• Exercise objective:
Copy out the listing below word for word, everything from the line containing "of the teal" down to the line containing "x=101, y=922", with both of those lines included.

• Provided entries:
>> BEGIN

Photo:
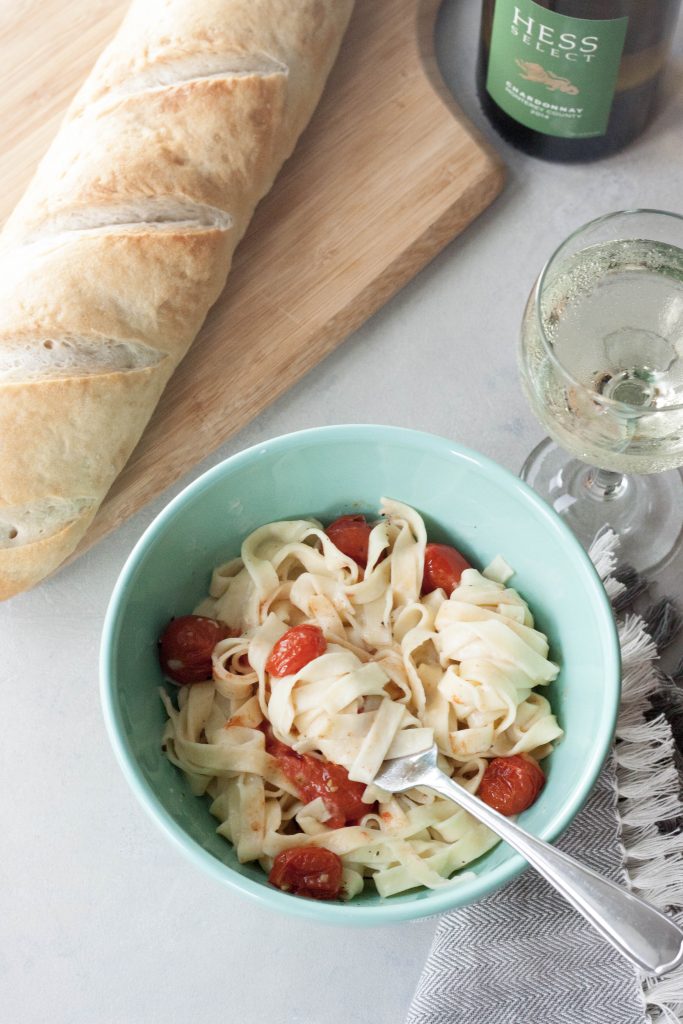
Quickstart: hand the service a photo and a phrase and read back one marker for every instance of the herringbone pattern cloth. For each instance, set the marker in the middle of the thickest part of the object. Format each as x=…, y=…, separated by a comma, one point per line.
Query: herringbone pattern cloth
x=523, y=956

>> END
>> BEGIN

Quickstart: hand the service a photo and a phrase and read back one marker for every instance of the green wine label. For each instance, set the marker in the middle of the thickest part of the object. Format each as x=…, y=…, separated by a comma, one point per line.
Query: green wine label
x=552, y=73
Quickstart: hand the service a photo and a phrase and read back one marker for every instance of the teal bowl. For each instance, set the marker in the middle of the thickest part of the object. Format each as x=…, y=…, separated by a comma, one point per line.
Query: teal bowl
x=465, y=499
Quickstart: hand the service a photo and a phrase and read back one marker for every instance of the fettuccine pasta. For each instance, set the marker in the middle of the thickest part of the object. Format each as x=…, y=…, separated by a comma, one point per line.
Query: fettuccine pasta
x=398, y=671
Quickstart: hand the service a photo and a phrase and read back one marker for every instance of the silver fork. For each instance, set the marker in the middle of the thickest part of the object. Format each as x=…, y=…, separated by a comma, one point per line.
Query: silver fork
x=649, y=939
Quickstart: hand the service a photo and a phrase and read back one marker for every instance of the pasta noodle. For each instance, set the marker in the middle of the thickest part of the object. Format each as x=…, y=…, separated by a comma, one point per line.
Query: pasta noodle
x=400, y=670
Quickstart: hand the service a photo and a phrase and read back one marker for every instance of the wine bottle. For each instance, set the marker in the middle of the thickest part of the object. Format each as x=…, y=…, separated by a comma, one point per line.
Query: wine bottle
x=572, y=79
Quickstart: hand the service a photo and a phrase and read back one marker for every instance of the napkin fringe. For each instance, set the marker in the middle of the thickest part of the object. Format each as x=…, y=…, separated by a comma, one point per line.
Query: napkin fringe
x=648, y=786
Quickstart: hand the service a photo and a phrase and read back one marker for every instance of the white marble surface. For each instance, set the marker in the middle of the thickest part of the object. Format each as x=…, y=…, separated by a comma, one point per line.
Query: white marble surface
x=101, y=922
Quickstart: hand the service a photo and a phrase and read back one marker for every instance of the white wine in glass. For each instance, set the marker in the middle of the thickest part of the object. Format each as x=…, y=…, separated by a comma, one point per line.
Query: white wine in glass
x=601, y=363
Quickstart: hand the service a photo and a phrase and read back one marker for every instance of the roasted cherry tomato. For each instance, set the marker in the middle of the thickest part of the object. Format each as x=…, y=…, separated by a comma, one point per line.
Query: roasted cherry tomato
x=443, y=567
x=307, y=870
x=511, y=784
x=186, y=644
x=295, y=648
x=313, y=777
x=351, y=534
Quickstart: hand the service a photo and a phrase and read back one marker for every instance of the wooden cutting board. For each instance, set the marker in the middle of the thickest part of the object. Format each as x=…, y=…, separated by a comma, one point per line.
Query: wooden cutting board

>> END

• Written response:
Quickstart: hand the service a photo and a phrase and read back one marker for every instance of the teal bowl. For each instance, set the marker in the middle of the thickest part of the object. Format each as x=…, y=…, separated by a comma, one point per line.
Query: teal bowl
x=465, y=499
Quickstart: hand the service a photo and a phrase and read back one marker for every instance of the fettuccine pasta. For each instance, set the marker in the middle of the thickest part of the object. Format each as x=…, y=…, separated by a comma, one point per line.
Query: fettuccine pasta
x=398, y=671
Quickstart: hand the service a photo and a phrase and read back one marker for every instance of the silver fork. For each instance, set the marker in the middle of the thickest part of the object. Format each as x=…, y=…, separated by a comma, one point per line.
Query: silver fork
x=649, y=939
Quickstart: hand the service a photo and a phrase and read back one marker for every instance of the pasta noodle. For each instance, set the marker in the middle of the thickest part of the object. Format each as x=…, y=…, separated by a comma, one point per line.
Query: pasta noodle
x=400, y=670
Quickstart: hand the service a photo and a phrase and read back one marker for every instance of the wine bottle. For each instance, set the marker in the middle of the thickest part of the object. Format each as x=…, y=…, separated by a comma, one point per line.
Query: wine bottle
x=572, y=79
Quickstart: hand the service a photo and a phrase and read back one marker for every instance of the napkin fringe. For each instance, set the marker in the middle of the thickest part of the object. Format each as x=…, y=…, separated by a comma, one point per line.
Query: napkin fringe
x=648, y=786
Quickstart: hand the service a photo and a phrase and read back one marker for every instance of the white marble surface. For each instance, set the marker in the middle of the thickest part of the object. Format each as x=…, y=…, separated by a comma, one point per line.
Query: white marble surface
x=101, y=922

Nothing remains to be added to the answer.